■ What to do ■
1. Answer these questions using the court resolution below:
(a) What administrative case number does the court resolution carry?
(b) What was the amount of BPI Family Bank Check No. 0052305?
(c) What transfer certificate of title number covered the property?
2. Carry the court resolution on the complaint against Atty. Edwin T. Quiocho forward from its last sentence, in the same formal style.

■ Extract ■
--- BEGIN ---
SECOND DIVISION
A.C. No. 5925 March 11, 2003
(Formerly CBD No. 01-912)
RUBY MAE BARNACHEA, complainant,
vs.
ATTY. EDWIN T. QUIOCHO, respondent.
R E S O L U T I O N
CALLEJO, SR., J.:
On January 3, 2002, Ruby Mae Barnachea filed a verified complaint for breach of lawyer-client relations against respondent Atty. Edwin T. Quiocho.
It appears that respondent had not been in the private practice of the law for quite some time. However, in September 2001, he decided to revive his legal practice with some associates. Complainant engaged the legal services of respondent for the latter to cause the transfer under her name of the title over a property covered by Transfer Certificate of Title No. 334411 previously owned by her sister, Lutgarda Amor D. Barnachea. The latter sold said property to complainant under an unnotarized deed of absolute sale. Complainant drew and issued BPI Family Bank Check No. 0052304 in the amount of P11,280.00 and BPI Family Bank Check No. 0052305 in the amount of P30,000.00, both dated September 5, 2001, or the total amount of P41,280.00 for the expenses for said transfer and in payment for respondent’s legal services. Respondent enchased the checks.
--- END ---
■ Provided material ■
--- BEGIN ---
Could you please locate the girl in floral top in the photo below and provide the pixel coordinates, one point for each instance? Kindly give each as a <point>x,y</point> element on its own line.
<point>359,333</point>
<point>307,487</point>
--- END ---
■ The answers ■
1.
(a) A.C. No. 5925
(b) P11,280.00 was the other check; Check No. 0052305 was for P30,000.00.
(c) Transfer Certificate of Title No. 334411

2.
However, despite the lapse of almost two months, respondent failed to secure title over the property in favor of complainant. The latter demanded that respondent refund to her the amount of P41,280.00 and return the documents which she earlier entrusted to him. However, respondent failed to comply with said demands. On November 1, 2001, complainant received a letter from respondent informing her that he had failed to cause the transfer of the property under her name and that he was returning the documents and title she had entrusted to him and refunding to her the amount of P41,280.00 through his personal check No. DIL 0317787. Said check was drawn against his account with the Bank of Commerce (Diliman Branch) in the amount of P41,280.00 and was postdated December 1, 2001. Respondent told complainant that he needed more time to fund the check. However, respondent failed to fund the check despite the demands of complainant.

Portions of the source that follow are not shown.